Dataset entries
»»
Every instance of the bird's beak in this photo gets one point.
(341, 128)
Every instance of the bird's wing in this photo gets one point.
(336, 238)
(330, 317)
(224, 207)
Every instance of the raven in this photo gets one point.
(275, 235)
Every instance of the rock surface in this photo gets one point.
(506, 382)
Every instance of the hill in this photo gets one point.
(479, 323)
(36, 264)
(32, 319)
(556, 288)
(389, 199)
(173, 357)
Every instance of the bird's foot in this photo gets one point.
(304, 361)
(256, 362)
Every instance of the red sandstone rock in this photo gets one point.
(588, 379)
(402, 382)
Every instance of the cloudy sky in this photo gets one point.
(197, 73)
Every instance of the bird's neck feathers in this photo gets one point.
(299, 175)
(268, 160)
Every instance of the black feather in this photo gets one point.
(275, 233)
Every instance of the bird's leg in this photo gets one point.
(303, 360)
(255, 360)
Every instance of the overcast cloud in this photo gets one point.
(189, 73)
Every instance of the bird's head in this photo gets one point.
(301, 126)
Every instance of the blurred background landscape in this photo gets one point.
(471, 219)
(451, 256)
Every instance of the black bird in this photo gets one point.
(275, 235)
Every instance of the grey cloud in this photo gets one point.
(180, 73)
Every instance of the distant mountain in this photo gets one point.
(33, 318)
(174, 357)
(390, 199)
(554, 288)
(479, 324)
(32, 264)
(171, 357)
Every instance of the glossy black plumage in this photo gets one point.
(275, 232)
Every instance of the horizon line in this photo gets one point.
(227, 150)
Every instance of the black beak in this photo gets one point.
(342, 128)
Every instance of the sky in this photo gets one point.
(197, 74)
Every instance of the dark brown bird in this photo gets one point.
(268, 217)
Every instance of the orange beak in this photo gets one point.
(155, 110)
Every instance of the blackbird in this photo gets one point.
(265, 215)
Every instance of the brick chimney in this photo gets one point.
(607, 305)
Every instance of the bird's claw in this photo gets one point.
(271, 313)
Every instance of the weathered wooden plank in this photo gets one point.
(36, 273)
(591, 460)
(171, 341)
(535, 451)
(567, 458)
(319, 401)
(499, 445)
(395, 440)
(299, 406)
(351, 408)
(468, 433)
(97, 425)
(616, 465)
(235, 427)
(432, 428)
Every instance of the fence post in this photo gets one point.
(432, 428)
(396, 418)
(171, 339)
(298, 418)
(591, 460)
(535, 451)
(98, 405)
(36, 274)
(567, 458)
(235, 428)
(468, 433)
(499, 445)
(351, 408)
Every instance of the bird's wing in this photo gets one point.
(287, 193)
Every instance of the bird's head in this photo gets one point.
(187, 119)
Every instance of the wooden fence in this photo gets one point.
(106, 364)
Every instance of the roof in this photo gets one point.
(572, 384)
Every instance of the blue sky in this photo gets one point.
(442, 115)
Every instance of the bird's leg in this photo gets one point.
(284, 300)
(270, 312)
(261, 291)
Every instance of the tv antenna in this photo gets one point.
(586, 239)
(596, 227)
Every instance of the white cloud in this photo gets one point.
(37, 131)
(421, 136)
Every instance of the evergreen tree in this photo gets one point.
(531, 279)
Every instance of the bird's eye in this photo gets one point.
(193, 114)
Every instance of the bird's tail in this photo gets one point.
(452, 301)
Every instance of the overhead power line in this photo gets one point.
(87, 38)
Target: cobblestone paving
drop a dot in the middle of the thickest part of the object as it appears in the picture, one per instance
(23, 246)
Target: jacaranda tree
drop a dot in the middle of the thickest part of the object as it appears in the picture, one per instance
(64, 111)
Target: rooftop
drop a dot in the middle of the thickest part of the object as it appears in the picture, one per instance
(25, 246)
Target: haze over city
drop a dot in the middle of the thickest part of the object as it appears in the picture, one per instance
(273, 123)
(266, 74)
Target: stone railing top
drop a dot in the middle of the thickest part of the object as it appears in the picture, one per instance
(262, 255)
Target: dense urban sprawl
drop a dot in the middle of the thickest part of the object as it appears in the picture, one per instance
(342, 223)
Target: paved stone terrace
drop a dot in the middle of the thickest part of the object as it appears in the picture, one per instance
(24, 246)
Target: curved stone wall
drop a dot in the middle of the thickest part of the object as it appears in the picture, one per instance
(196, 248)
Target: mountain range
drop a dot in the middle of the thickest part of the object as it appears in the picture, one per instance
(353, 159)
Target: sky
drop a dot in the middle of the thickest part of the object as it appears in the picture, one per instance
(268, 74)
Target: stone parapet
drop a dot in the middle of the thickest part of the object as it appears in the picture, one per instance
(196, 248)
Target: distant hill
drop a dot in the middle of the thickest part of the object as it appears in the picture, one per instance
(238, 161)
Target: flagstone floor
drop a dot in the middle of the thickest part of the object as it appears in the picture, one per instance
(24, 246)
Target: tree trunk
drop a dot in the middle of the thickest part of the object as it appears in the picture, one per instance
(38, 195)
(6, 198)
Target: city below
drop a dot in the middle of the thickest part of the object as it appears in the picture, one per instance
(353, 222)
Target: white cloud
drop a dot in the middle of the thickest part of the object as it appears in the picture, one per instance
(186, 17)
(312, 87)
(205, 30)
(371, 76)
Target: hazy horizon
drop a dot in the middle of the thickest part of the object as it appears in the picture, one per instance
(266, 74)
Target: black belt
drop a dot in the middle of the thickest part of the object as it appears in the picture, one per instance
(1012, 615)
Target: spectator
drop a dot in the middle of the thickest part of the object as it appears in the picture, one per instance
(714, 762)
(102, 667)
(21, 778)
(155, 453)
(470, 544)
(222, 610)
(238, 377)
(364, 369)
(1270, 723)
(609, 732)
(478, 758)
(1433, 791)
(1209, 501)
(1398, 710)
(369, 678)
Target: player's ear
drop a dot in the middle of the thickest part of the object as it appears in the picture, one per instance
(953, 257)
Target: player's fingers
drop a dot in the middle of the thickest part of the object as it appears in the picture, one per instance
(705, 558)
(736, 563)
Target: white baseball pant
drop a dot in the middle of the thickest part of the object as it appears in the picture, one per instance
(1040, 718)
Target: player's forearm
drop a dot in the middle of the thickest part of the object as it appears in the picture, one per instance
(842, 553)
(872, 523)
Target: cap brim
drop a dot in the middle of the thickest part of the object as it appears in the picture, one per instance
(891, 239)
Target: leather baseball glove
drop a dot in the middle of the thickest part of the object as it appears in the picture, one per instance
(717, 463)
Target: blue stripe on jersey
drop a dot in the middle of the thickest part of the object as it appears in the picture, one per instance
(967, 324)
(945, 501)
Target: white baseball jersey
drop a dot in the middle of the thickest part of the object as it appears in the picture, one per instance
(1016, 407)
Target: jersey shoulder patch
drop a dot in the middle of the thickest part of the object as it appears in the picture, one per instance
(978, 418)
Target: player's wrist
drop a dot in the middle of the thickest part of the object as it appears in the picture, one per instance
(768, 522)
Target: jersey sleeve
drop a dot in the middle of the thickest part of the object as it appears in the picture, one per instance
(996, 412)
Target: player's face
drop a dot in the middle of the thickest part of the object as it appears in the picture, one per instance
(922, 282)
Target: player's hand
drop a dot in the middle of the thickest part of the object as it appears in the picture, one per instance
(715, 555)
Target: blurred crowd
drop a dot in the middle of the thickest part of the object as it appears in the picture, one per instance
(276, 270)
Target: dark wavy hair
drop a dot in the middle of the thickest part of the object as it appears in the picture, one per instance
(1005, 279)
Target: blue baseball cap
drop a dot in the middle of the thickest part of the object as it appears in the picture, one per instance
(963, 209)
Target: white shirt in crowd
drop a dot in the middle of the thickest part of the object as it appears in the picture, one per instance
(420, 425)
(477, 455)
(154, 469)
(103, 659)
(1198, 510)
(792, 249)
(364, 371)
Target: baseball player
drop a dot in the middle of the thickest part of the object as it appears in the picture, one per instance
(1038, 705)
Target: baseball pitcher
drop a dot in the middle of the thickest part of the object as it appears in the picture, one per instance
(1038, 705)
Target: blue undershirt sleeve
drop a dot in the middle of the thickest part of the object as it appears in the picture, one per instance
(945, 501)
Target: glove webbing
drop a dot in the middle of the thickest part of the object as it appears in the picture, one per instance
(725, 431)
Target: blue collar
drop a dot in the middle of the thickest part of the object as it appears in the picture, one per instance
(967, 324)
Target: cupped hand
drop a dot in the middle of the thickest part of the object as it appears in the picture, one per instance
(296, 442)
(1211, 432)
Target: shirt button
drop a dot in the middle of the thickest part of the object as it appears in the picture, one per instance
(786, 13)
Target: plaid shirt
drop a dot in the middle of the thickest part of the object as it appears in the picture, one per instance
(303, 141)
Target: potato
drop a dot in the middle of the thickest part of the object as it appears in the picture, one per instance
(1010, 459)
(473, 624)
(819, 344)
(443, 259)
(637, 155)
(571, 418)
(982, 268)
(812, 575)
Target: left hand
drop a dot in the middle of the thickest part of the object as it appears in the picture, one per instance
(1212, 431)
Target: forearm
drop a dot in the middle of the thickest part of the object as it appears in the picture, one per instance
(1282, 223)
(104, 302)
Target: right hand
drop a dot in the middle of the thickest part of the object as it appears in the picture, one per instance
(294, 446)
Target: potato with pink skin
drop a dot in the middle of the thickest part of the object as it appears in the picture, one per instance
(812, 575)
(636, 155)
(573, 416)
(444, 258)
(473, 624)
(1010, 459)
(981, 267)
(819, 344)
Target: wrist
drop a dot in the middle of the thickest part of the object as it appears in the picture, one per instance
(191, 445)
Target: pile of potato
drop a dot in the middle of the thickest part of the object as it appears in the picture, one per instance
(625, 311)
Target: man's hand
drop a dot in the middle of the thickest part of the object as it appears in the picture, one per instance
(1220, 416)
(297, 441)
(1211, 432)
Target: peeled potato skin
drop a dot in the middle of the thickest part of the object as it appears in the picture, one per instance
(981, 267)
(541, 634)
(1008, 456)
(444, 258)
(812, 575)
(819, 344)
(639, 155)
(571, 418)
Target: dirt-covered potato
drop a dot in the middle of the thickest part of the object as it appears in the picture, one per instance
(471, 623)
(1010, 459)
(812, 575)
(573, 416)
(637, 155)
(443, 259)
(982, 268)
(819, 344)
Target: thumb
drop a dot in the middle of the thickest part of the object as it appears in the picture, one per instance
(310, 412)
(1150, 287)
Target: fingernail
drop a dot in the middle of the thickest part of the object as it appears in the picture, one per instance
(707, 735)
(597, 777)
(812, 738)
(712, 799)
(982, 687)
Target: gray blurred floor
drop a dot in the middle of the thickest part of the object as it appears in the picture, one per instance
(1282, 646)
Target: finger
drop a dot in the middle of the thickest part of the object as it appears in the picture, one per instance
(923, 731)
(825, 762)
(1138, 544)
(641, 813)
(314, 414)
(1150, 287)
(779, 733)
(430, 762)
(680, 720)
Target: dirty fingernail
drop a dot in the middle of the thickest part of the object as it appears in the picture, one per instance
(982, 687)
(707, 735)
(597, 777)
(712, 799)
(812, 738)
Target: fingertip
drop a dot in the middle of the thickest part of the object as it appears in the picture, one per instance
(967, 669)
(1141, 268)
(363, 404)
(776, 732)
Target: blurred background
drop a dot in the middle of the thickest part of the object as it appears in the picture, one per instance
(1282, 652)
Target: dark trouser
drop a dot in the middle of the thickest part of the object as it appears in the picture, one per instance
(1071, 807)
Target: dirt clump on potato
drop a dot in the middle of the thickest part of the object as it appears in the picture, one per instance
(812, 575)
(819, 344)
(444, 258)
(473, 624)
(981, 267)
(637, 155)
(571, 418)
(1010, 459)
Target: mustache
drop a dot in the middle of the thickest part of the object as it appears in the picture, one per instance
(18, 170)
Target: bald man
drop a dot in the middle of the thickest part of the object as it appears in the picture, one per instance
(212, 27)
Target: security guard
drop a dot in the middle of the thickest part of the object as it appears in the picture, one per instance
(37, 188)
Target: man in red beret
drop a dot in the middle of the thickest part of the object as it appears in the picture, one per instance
««
▶ DIRECTIONS: Convert the rows from the line with "Target: blue stripe on jersey" to the line with "(1016, 407)" into a two-column CSV headed instruction and answer. Give one CSV line per row, with each field in double quotes and line breaks replaced by spaces.

▶ WRITTEN SOLUTION:
instruction,answer
"Target: blue stripe on jersey drop a dot in the middle of the thickest part of the object as it appears in the picture, one per instance","(967, 324) (945, 501)"
"Target: white baseball jersey drop a dot in the middle of the thickest part of the object as it appears in the picture, one per instance","(1016, 407)"